_Action item_
The whole listing below must be printed again exactly, images excluded.

_Records for the exercise_
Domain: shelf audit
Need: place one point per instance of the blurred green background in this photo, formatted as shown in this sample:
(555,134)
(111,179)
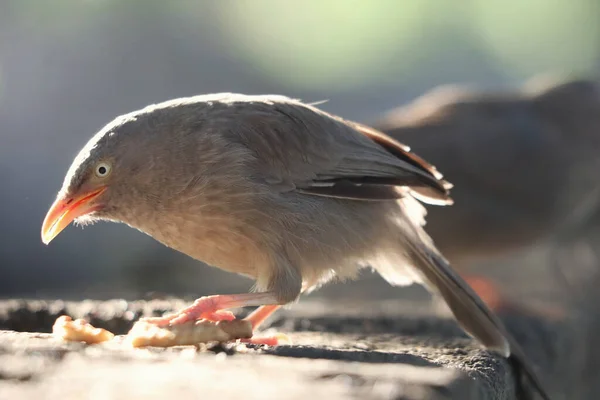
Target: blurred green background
(68,67)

_Answer to this task_
Domain: shelf audit
Need: place one point per instance of the blurred green background in this photo, formatted as shown in this sample:
(555,134)
(111,179)
Target: blurred green background
(68,67)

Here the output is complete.